◆ **WORK TASK**: From the line that contains "Use this format" to the last line of the entries, set down each line exactly as written, both ends included, with nothing else.

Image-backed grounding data

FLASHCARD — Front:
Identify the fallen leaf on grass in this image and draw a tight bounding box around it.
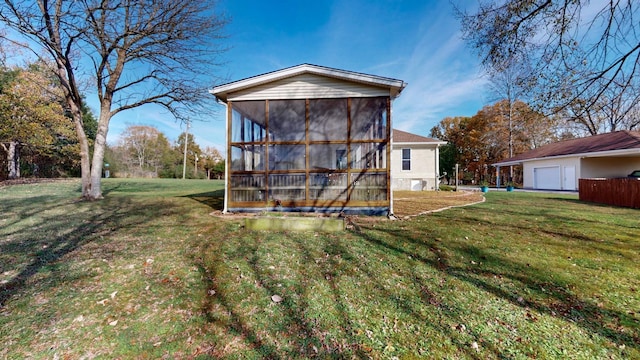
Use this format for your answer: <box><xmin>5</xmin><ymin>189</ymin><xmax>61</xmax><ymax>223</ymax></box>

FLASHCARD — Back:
<box><xmin>471</xmin><ymin>341</ymin><xmax>479</xmax><ymax>351</ymax></box>
<box><xmin>455</xmin><ymin>323</ymin><xmax>466</xmax><ymax>332</ymax></box>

◆ **RESULT FOR THIS TASK**:
Use this format for your answer: <box><xmin>5</xmin><ymin>189</ymin><xmax>61</xmax><ymax>223</ymax></box>

FLASHCARD — Back:
<box><xmin>471</xmin><ymin>341</ymin><xmax>479</xmax><ymax>351</ymax></box>
<box><xmin>455</xmin><ymin>323</ymin><xmax>466</xmax><ymax>332</ymax></box>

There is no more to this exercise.